# RECORD SET start

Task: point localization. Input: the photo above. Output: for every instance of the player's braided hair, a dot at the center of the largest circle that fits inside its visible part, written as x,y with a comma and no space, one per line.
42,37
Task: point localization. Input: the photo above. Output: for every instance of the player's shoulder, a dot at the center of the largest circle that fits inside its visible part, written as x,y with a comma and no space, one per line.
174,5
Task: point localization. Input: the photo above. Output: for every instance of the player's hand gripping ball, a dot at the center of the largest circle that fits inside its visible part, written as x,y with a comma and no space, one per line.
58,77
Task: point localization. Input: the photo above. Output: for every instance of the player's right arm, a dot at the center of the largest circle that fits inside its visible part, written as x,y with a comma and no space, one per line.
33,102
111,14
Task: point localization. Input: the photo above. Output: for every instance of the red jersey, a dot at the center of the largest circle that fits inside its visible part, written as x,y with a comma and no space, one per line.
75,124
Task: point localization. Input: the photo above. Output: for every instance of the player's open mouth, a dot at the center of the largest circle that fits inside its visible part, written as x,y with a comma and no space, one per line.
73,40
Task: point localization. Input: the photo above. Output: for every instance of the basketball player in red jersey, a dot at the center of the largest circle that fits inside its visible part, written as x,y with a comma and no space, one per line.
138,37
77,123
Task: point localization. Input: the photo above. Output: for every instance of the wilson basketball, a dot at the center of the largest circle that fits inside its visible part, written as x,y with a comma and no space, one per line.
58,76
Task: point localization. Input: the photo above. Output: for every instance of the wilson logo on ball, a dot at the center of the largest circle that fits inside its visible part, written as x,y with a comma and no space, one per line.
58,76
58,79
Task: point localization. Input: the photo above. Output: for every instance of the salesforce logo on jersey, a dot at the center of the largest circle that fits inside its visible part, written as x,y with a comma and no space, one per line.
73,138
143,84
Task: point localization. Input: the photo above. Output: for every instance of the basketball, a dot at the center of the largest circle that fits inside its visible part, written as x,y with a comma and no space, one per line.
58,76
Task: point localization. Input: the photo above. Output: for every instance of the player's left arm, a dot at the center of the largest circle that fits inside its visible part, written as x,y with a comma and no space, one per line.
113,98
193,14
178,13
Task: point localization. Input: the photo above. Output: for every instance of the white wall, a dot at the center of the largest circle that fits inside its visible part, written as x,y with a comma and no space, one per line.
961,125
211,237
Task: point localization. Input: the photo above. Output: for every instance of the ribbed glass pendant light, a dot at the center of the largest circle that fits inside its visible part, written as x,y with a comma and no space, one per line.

# RECORD SET end

- **WHAT YOU HAVE TO DO**
Please reproduce all of the entries exactly as they stand.

- **ANSWER BELOW**
Task: point localization. Input: the photo above. Output: for every instance of the player's braided hair, a dot at the center of the largest circle that fits inside its visible part, written as x,y with a comma and no space, one per line.
42,37
Task: point localization. Input: the photo above. Output: for every instance of the player's shoulder, a dot at the center of the largest circle that fits inside its visible part, written as x,y with a comma and no space, one per line.
174,5
Task: point localization. Input: the photo above. Output: for every instance of the player's hand gripping ball, a dot at the center of the largest circle that fits inside its visible part, written as x,y with a comma and no space, one per line.
58,77
Task: point localization. Input: the photo above. Output: for every instance of the player's right arm, a dot at the center of the largest circle that fits inside its visible part, written as x,y with a comma and no space, one per line.
33,102
111,14
Task: point localization. Input: the photo above. Output: for every instance of the red jersey, a dot at the center of the largest circle that fits inside its visible part, written as x,y with a comma and no space, one per line.
75,124
Task: point localization. Input: the photo above. Output: for every instance of the player's open mouth, a dot at the center of the largest circle that fits inside its visible part, written as x,y with a comma and no space, one per line.
73,40
Task: point localization. Input: the photo above. Output: for every instance of the basketball player in red jersey, a dot at the center of the largest circle that fits inside its visible part, written as x,y with a comma and no space, one per line.
138,37
77,123
Task: point localization. Input: the photo above. Output: for every instance of the wilson basketball, a dot at the center of the largest circle that fits inside its visible part, written as x,y with a comma and no space, one per line.
58,76
Task: point localization. Input: the photo above. Output: for every instance of the wilson logo on ball, a dot at the center of the largest circle that fits inside its visible part, written as x,y with a comma and no space, one per line.
58,76
58,79
Task: point localization. Input: the photo above. Output: for every instance of the salesforce logo on jersey, a dot at the center of the largest circle that fits inside its visible part, written as x,y with a comma and no space, one per line.
73,138
143,84
Task: point localization. Input: the photo above. Output: for every instance of the basketball, a dot at the center of the largest circle that fits inside its visible part, written as x,y with a comma and no space, one per line.
58,76
Task: point localization. Input: the photo above. Output: for every instance of the player's left arm, a dot at the center of the largest circle that fits inside its visible part, written as x,y with a comma and no space, one per line.
113,98
193,14
178,13
Task: point localization. Input: the photo above. Output: for every instance of the white wall, a dot at the center of the largest circle that fits inside its visible part, written as x,y with a comma and no space, one per line.
961,125
211,237
Task: point localization. Input: the photo above. Output: for every instance of the ribbed glass pendant light, a dot at the center of the largest circle that fits inside its visible part, written as x,y with a comma and no space, one per line.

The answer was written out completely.